> _Your goal_
Only lines holding "photo" are wanted; copy each of them from the records below.

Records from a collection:
-- Opening Marker --

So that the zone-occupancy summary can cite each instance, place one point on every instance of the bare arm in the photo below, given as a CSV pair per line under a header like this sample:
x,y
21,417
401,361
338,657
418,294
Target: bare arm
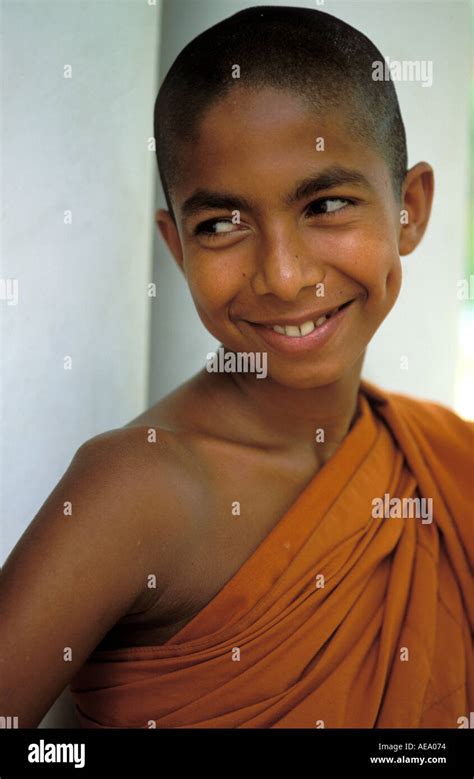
x,y
71,576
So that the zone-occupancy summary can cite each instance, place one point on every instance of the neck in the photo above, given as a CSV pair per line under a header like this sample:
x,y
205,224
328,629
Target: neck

-- Closing Marker --

> _Result of this exercise_
So that the zone-occupancy summary can cite each instance, place one point on every instance of the bare arm in the photo below, given as a CSV pair per line under a header like this sample:
So that the zone-occupancy summary can cite each instance, place one point on every instance of the neck in the photo above, given as a CSV pair per line under a header like this sample:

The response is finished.